YOUR TASK —
Format every one of the rows below as a numbered list, leaving out any blank lines.

[Position annotation records]
####
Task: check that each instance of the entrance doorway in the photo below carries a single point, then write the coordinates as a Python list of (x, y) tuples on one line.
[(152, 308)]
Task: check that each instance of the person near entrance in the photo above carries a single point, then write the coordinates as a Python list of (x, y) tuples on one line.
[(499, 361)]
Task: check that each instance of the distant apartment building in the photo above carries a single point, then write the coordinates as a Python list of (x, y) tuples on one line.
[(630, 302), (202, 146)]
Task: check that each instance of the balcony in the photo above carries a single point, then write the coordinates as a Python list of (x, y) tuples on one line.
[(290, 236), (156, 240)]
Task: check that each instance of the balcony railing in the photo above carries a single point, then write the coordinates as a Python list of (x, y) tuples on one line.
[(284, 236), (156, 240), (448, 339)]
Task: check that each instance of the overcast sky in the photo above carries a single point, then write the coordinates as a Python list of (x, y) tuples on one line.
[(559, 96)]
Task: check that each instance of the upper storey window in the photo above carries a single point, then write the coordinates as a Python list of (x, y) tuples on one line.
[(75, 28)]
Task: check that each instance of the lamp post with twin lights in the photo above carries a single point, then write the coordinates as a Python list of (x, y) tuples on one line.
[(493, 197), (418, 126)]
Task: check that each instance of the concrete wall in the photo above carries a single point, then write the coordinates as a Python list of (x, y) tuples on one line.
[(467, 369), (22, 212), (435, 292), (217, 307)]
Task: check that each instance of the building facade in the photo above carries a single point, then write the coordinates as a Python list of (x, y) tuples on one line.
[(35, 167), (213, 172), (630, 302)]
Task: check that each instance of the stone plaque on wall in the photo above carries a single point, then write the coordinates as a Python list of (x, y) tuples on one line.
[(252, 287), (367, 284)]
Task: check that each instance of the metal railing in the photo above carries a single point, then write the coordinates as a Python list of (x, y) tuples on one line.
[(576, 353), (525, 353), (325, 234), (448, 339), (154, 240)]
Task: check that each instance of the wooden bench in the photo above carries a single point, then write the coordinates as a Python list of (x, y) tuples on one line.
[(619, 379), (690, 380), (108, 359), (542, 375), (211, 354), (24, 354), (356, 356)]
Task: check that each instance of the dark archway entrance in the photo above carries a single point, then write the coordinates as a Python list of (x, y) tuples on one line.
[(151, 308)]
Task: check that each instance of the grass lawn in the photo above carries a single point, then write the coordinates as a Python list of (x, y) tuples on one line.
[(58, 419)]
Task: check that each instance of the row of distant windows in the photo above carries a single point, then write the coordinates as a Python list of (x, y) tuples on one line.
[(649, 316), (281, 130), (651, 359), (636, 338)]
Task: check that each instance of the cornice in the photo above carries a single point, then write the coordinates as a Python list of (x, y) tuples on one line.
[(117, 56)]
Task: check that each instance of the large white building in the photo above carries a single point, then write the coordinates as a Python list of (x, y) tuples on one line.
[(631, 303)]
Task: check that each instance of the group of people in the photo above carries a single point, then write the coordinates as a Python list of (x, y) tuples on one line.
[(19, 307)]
####
TASK OUTPUT —
1. Task: check that each instance of the entrance doorway in the photo below carries a single point, then write the coordinates as a Python list of (x, y) tuples on one line.
2. [(152, 308)]
3. Task: check that each instance of the person near entrance in the photo above carries a single point, then write the coordinates as a Python list of (x, y) tuples on one line.
4. [(499, 361)]
5. Task: check that each instance of the distant apartment building in the photo above carries a single point, then write the coordinates as a Python list of (x, y) tuples on one line.
6. [(630, 302), (202, 146)]
7. Task: check that each instance of the balcony in the photo above carries a single point, then write the coordinates as a Python list of (x, y) tuples on one line.
8. [(290, 236), (156, 240)]
9. Task: check that each instance of the balcony railing in the photo above carries a single point, then write the coordinates as a Python list of (x, y) tuples on one line.
10. [(284, 236), (156, 240), (448, 339)]
11. Task: check that each instance of the overcast sky in the photo above carries a single point, then write the coordinates as a Python list of (x, y) tuples on one line.
12. [(559, 96)]
13. Task: check that each instance of the upper storey window in the photo above carries a single point, then write the coordinates as a Python list of (x, y) tuples on one line.
14. [(75, 28)]
15. Task: check that each instance of the lamp post with twin lights in the photo above carries a single point, then write the coordinates as a Python list of (x, y) tuples on one line.
16. [(493, 197), (418, 126)]
17. Task: check that each instance of the concrete wall in the photo above carries a single point, then write the coordinates as a Python list of (x, y) tuples on one line.
18. [(467, 369), (22, 212), (435, 292), (217, 307)]
19. Task: check that each instance of the building facade in the photo above carries a single point, then write the coordinates as a Python list of (x, y) tuples on one line.
20. [(35, 167), (213, 172), (630, 302)]
21. Task: check that each instance of the stone plaque on wall in the photo above carries a single point, then write the coordinates as a Python list of (x, y) tuples on one line.
22. [(252, 287), (367, 284)]
23. Task: check that each instance of the metal railing in the photo above carries a single point, then write the coordinates as a Python list of (x, y) tuples on one line.
24. [(576, 353), (525, 353), (325, 234), (448, 339), (154, 240)]
25. Task: check that each instance of the wooden bench in the photo above carries a single point, then write the coordinates as a Python list of (x, y) tuples on one line.
26. [(619, 379), (690, 380), (108, 359), (542, 375), (211, 354), (24, 354), (356, 356)]
27. Task: check that each instance of the dark archway entrance in the photo above carries a single point, then write the coordinates as a Python list of (x, y) tuples on one line.
28. [(151, 308)]
29. Task: check that each instance of the grass lawn in the photo above carries a single point, then write the coordinates as a Python list of (x, y) tuples on one line.
30. [(58, 419)]
31. Task: check that each instance of the row of distant windows in the photo above carries a single point, then write the coordinates as a Python list of (x, y) tuples on one line.
32. [(649, 316), (281, 130), (651, 359), (636, 338)]
33. Task: check that each instance of the cornice in the photo above carries a single point, then write the coordinates as a Python list of (x, y) tuples on one line.
34. [(117, 56)]
35. Task: check that each instance of the large white building in the photo above carries a single point, then write the coordinates as a Python list of (x, y) tuples on one line.
36. [(631, 303)]
37. Task: check that each instance of the group of people in the photo above carries a single point, then write the coordinates as a Python list of (x, y) tuples on one line.
38. [(19, 307)]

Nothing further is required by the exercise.